# Texte source:
:::
Une des solutions à la crise du logement semble être la construction de davantage de logements sociaux: accessibles et en bon état pour les familles et les individus moins fortunés. Mais ils sont souvent victimes du « pas dans ma cour ».
« De nombreux citoyens s’y opposent car ils ont peur que cela diminue la valeur de leur maison. Nous voulions vérifier si cette critique était fondée », résume le professeur agrégé de l’École supérieure d’aménagement du territoire et de développement régional de l’Université Laval, Jean Dubé.
Plusieurs propriétaires associent en effet la construction d’un édifice consacré au logement social avec une diminution du profil socio-économique du quartier, et même une hausse de la criminalité. Or, de nombreuses recherches montrent plutôt que ces nouveaux logements stimulent la densification urbaine et attirent de nouveaux commerces.
Chose certaine, les logement sociaux sont encore trop rares dans l’ensemble de la province: seulement 10 % du parc locatif. Quant aux logements abordables en général, ils sont en recul en raison de la très forte hausse de loyer lors des reprises de logement — 13,22 % contre 3,62 % pour les locataires qui restaient en place, comme le constatent des chercheurs de l’Institut de recherche et d’informations socioéconomiques (IRIS).
:::
# Lignes:
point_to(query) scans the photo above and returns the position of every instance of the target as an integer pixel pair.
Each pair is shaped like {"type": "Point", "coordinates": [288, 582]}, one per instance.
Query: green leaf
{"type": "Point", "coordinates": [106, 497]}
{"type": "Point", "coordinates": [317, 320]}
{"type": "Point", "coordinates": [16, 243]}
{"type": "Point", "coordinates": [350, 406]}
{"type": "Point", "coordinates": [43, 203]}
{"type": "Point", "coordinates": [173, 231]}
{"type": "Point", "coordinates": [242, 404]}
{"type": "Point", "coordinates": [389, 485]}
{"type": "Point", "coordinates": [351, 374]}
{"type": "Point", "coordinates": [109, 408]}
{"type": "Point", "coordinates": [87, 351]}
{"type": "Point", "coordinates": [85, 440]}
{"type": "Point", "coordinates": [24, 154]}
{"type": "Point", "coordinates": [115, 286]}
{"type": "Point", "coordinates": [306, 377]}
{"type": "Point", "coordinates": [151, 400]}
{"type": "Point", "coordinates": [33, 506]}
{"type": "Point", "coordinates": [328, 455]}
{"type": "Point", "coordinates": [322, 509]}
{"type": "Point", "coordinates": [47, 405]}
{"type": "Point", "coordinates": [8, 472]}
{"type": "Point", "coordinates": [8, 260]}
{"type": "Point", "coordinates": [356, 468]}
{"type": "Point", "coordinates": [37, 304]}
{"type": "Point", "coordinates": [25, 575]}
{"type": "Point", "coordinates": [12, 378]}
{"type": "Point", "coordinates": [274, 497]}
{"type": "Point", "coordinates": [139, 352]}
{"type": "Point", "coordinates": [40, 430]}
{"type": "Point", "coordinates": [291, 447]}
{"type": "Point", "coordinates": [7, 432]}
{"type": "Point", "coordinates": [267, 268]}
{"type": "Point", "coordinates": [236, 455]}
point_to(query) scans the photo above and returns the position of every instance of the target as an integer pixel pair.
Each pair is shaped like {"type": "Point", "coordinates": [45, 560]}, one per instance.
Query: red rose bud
:::
# Consignes et exigences:
Recopiez fidèlement le passage du texte sur le logement social qui va de « Chose certaine, les » à « d’informations socioéconomiques (IRIS). ». Ces lignes proviennent d'une autre source que le texte.

# Corrigé:
Chose certaine, les logement sociaux sont encore trop rares dans l’ensemble de la province: seulement 10 % du parc locatif. Quant aux logements abordables en général, ils sont en recul en raison de la très forte hausse de loyer lors des reprises de logement — 13,22 % contre 3,62 % pour les locataires qui restaient en place, comme le constatent des chercheurs de l’Institut de recherche et d’informations socioéconomiques (IRIS).